**Selected excerpt**
---*---

# Rental Properties from Dubizzle



## dallan (Oct 24, 2008)

Hi Guys 

Did most people find there accommodation from here and are the landlords ok? I've got in touch with some real estate people but are saying they have no properties within my budget but when I go on dubizzle there appears to be loads My family and are relocating from the UK in Jan and need help securing a villa.

any help appreciated, thanks loads


----------



## sgilli3 (Mar 23, 2008)

We actually drove around an area, found a a villa that was for lease, and called the LL.This meant we didnt deal with an estate agent ( so didnt have to pay agents fees), and were able to negotiate a better deal.

Regarding the LL's- I guess its hit & miss. The 2 we have had over the years have been fine- the 1 we have now has been excellent.

I'm afraid, I have heard more bad stories about LL than good though.

Prices are high still at the moment, so it possible that the agency doesnt have anything within your budget.
Have you tried another real estate agency- perhaps they have different listings.

I think some of the listings on Dubizzle etc may be real, though I do think most of them are listed, just to get people to call.
Then they are told the villa/apartment has gone, and are then shown other ( usually not suitable) places.

Is there an area in particular you are looking at & your budget. Perhaps someone living in the area


----------



## dallan (Oct 24, 2008)

sgilli3 said:


> We actually drove around an area, found a a villa that was for lease, and called the LL.This meant we didnt deal with an estate agent ( so didnt have to pay agents fees), and were able to negotiate a better deal.
> 
> Regarding the LL's- I guess its hit & miss. The 2 we have had over the years have been fine- the 1 we have now has been excellent.
> 
> ...


Thanks loads for taking the time to reply

We are looking for a 3 bed + maids or study, The Springs, The Greens and Arabian Ranches - Adds in Dubizzle are saying between 200KAED up till 280KAED which would be good but agents are saying 300K + for these areas.

Any help would be grateful - we are hoping to come out in the next couple of weeks to have a look at schools and wanted to have a look at properties too.


----------



## sgilli3 (Mar 23, 2008)

I would also have said 300,000 + now for 3 bed + study/maids.

NOt sure about Greens for that size- they dont come up to often, so cant even begin to guess the price.

Better Homes have 3 bed in Springs listed for 330,000 dhs, 310,000 & 280,000 ( + then you have 5% agents fees on top of rent)

They have 3 bedrooms in AR listed for 365,000 dhs.

---*---

**Source excerpt**
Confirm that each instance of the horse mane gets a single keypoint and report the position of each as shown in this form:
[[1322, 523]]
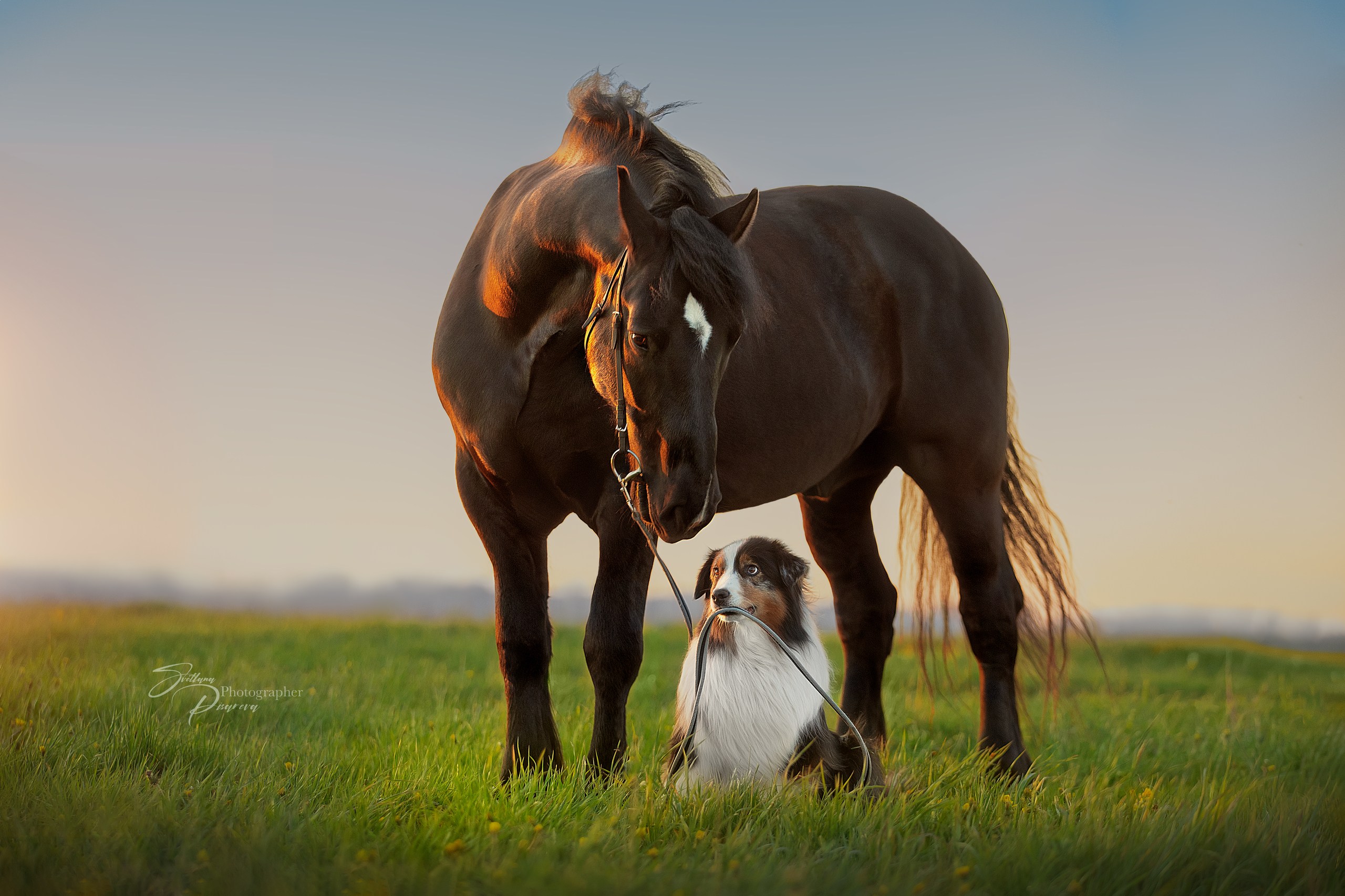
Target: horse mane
[[613, 124]]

---*---

**Written tasks**
1. In the thread on renting through Dubizzle, why did driving around an area and calling the landlord directly work out well for sgilli3? Answer in one to three sentences.
2. Write the next part of the thread on renting through Dubizzle, following on from its last post.
The material has nothing to do with any of this.

**Responses per task**
1. Finding a villa for lease that way meant sgilli3 didn't deal with an estate agent, so there were no agent's fees to pay. It also let them negotiate a better deal with the landlord.

2.
Where will you be based for work- perhaps another area to look at for housing would be better?


----------



## dallan (Oct 24, 2008)

My hubby will be working not far from International City on road 54 (somewhere) We had thought about Mirdif but am put off with the aircraft noise - but may look at this option. Someone that will be working with him stays out in The Greens (I think) and said that it takes him 30-35 mins to get to work and this would work out ok.

Thanks again


----------



## sgilli3 (Mar 23, 2008)

The Greens is very nice but traffic is terrible, and it is apartments only.

There are apartments in IC.

Mirdiff has a mixture of villas and apartments. There are also a few schools and plenty of shops.
Not every area in Mirdiff is affected by aircraft noise - I think its more so in the UpTown area.

We are actually under the flight path in Sharjah- and dont acutally notice the planes much now.
We can barely hear them inside ( unless its an extra low one )


----------



## Sparkysair (Jul 16, 2008)

I would have said your best bet would be to get the Gulf News on the day you arrive and start phoning agents. You really can't do anything until you get here because the market moves so quickly. To be honest, if you are telling agents you're not in the country yet, they are probably just fobbing you off. It's an agent's market at the moment. Availability is low, demand is high, as are rents. I've been told by several agents in the last couple of weeks that they are really struggling to find properties for rent as the landlords are all panicking over the credit crunch and trying to sell. That means, if they can't get a quick rental out of you, they really won't give you the time of day. Take everything you see on Dubizzle, GNads4U and Better Homes with a pinch of salt. They may give you a guide but the properties you see on there will not be available when you call. That said, there are good agents out there and good landlords but you won't find them until you get here I'm afraid!


----------



## sgilli3 (Mar 23, 2008)

Agree- you must be ready with cheque book when you head out to look for rentals, as most will not hold a place for you.

Dont forget to allow for your 5 % agents fees on top of your rent.
Also check 1st if they will take more than 1 cheque.

We found we could negotiate a better deal by paying with 1 cheque.
Our LL was happy to take 2, but the price was a little higher.


----------



## Maz25 (Jul 6, 2008)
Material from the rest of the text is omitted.